• [Work request]:
Write the listing below again, word for word.

• [Exercise materials]:
● ● ● ● ●

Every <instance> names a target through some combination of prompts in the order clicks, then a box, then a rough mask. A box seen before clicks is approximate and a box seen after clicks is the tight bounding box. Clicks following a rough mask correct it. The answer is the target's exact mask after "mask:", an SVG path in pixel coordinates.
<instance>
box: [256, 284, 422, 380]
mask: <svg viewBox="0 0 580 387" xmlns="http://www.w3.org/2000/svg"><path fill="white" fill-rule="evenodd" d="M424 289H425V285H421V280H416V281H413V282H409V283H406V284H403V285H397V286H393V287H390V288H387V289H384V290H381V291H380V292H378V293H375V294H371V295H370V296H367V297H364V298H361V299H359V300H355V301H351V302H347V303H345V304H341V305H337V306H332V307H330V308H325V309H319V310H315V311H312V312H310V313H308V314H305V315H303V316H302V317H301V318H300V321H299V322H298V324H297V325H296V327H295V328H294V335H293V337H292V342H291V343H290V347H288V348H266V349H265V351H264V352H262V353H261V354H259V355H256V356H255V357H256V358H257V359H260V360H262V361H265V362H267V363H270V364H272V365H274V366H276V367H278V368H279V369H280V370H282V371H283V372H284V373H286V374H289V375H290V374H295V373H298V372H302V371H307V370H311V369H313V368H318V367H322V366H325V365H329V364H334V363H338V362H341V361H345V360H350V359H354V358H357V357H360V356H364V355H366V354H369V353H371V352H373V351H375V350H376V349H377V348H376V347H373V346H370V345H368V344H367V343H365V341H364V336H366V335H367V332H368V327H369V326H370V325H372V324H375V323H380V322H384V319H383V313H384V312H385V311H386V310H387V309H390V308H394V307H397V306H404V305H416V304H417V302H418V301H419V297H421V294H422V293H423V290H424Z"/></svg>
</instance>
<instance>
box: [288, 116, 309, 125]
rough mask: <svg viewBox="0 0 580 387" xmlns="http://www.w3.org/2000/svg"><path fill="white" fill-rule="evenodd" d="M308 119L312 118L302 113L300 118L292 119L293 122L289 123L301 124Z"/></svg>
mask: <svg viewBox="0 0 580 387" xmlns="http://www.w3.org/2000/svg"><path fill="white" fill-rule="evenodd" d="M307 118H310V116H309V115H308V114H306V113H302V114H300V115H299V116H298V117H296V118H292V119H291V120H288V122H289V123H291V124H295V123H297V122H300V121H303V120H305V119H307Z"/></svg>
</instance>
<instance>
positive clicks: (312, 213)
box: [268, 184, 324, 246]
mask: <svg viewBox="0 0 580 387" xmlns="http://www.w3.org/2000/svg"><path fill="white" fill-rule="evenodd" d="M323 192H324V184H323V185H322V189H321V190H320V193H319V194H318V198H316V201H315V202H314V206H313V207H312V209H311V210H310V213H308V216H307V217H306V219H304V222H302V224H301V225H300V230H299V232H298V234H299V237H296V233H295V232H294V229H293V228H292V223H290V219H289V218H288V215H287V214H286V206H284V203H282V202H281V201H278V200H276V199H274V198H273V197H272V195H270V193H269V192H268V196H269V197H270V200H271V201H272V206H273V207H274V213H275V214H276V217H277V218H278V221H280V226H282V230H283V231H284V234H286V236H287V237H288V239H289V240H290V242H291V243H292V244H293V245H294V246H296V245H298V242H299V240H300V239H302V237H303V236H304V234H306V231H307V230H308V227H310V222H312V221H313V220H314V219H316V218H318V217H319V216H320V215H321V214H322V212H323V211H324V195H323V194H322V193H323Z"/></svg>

● ● ● ● ●

• [Finished exercise]:
Every <instance> names a target through some combination of prompts in the order clicks, then a box, then a rough mask. A box seen before clicks is approximate and a box seen after clicks is the tight bounding box. Clicks following a rough mask correct it. The answer is the target's exact mask after "mask:", an SVG path in pixel coordinates.
<instance>
box: [256, 284, 422, 380]
mask: <svg viewBox="0 0 580 387" xmlns="http://www.w3.org/2000/svg"><path fill="white" fill-rule="evenodd" d="M424 289H425V285H421V280H416V281H413V282H409V283H406V284H403V285H397V286H393V287H390V288H387V289H384V290H381V291H380V292H378V293H375V294H371V295H370V296H367V297H364V298H361V299H359V300H355V301H351V302H347V303H345V304H341V305H337V306H332V307H330V308H325V309H319V310H315V311H312V312H310V313H308V314H305V315H303V316H302V317H301V318H300V321H299V322H298V324H297V325H296V327H295V328H294V335H293V337H292V342H291V343H290V347H288V348H266V349H265V351H264V352H262V353H261V354H259V355H256V356H255V357H256V358H257V359H260V360H262V361H265V362H267V363H270V364H272V365H274V366H276V367H278V368H279V369H280V370H282V371H283V372H284V373H286V374H289V375H290V374H295V373H298V372H302V371H307V370H311V369H313V368H318V367H322V366H325V365H329V364H334V363H338V362H341V361H345V360H350V359H354V358H357V357H360V356H364V355H366V354H369V353H371V352H373V351H375V350H376V349H377V348H376V347H373V346H370V345H368V344H367V343H365V341H364V336H366V335H367V332H368V327H369V326H370V325H372V324H375V323H380V322H384V319H383V313H384V312H385V311H386V310H387V309H390V308H394V307H397V306H404V305H416V304H417V302H418V301H419V297H421V294H422V293H423V290H424Z"/></svg>
</instance>
<instance>
box: [288, 116, 309, 125]
rough mask: <svg viewBox="0 0 580 387" xmlns="http://www.w3.org/2000/svg"><path fill="white" fill-rule="evenodd" d="M308 119L312 118L302 113L300 118L292 119L293 122L289 123L301 124Z"/></svg>
mask: <svg viewBox="0 0 580 387" xmlns="http://www.w3.org/2000/svg"><path fill="white" fill-rule="evenodd" d="M307 118H310V116H309V115H308V114H306V113H302V114H300V115H299V116H298V117H296V118H292V119H291V120H288V122H289V123H291V124H295V123H297V122H300V121H303V120H305V119H307Z"/></svg>
</instance>
<instance>
positive clicks: (312, 213)
box: [268, 184, 324, 246]
mask: <svg viewBox="0 0 580 387" xmlns="http://www.w3.org/2000/svg"><path fill="white" fill-rule="evenodd" d="M323 192H324V184H323V185H322V189H321V190H320V193H319V194H318V198H316V201H315V202H314V206H313V207H312V209H311V210H310V213H308V216H307V217H306V219H304V222H302V224H301V225H300V230H299V232H298V234H299V237H296V233H295V232H294V229H293V228H292V223H290V219H289V218H288V215H287V214H286V206H284V203H282V202H281V201H278V200H276V199H274V198H273V197H272V195H270V193H269V192H268V196H269V197H270V200H271V201H272V206H273V207H274V213H275V214H276V217H277V218H278V221H280V226H282V230H283V231H284V234H286V236H287V237H288V239H289V240H290V242H291V243H292V244H293V245H294V246H296V245H298V242H299V240H300V239H302V237H303V236H304V234H306V231H307V230H308V227H310V222H312V221H313V220H314V219H316V218H318V217H319V216H320V215H321V214H322V212H323V211H324V195H323V194H322V193H323Z"/></svg>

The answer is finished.